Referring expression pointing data
————
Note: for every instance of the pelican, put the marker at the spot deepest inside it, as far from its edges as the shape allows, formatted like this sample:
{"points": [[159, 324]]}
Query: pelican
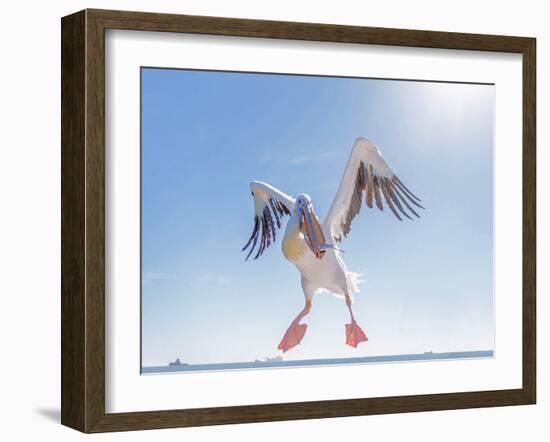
{"points": [[312, 246]]}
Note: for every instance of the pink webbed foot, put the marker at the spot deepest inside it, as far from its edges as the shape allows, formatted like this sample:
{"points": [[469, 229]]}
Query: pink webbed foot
{"points": [[292, 337], [354, 335]]}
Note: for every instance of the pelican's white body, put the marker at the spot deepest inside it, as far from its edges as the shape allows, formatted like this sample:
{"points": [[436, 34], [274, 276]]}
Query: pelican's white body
{"points": [[327, 273], [367, 175]]}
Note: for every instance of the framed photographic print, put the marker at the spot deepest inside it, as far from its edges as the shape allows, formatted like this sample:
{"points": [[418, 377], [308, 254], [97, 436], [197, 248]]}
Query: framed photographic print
{"points": [[270, 220]]}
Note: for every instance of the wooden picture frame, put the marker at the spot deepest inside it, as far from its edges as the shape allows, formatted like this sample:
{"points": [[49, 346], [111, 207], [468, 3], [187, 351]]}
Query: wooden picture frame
{"points": [[83, 220]]}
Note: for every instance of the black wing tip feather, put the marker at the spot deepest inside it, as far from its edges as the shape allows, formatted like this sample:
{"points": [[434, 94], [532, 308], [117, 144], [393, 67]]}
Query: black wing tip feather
————
Please go through the entries and show every line with the word "wing".

Note: for every instance of the black wing tip feather, put the marker at the spot deepest inside it, as far from its edges as the shape allows, formatted like this sample:
Query: black wing tip feather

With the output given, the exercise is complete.